Dataset records:
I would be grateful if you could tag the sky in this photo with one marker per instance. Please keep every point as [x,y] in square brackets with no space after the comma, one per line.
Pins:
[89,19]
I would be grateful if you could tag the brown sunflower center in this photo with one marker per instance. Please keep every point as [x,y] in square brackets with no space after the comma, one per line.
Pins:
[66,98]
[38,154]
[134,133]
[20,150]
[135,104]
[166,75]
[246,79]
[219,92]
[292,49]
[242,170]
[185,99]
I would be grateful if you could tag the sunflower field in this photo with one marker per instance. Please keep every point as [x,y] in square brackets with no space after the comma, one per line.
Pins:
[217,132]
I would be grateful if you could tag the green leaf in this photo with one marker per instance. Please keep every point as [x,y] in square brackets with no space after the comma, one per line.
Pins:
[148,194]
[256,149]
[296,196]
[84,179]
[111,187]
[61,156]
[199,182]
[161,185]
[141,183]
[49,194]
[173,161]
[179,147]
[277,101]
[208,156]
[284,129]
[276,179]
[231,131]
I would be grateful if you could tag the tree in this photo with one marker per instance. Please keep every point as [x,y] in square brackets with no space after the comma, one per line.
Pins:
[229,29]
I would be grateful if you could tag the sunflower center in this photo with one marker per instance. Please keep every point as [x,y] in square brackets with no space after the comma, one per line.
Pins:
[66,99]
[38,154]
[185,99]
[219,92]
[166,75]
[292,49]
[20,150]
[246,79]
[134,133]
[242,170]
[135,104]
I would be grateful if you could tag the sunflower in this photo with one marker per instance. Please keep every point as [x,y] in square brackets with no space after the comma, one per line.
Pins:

Exercise instructions: Show each line of the material above where "center" occurs.

Solution to the exercise:
I would be grateful if you could tag the brown sunflower center in this photo with one marker per instance. Please keep every point as [x,y] in square brackets with no space after the comma, one per line.
I would be grateful if you could tag the sunflower center in this photo with one marker per instance. Please keep every point as [x,y] in square brackets with no space after the comma, one per line.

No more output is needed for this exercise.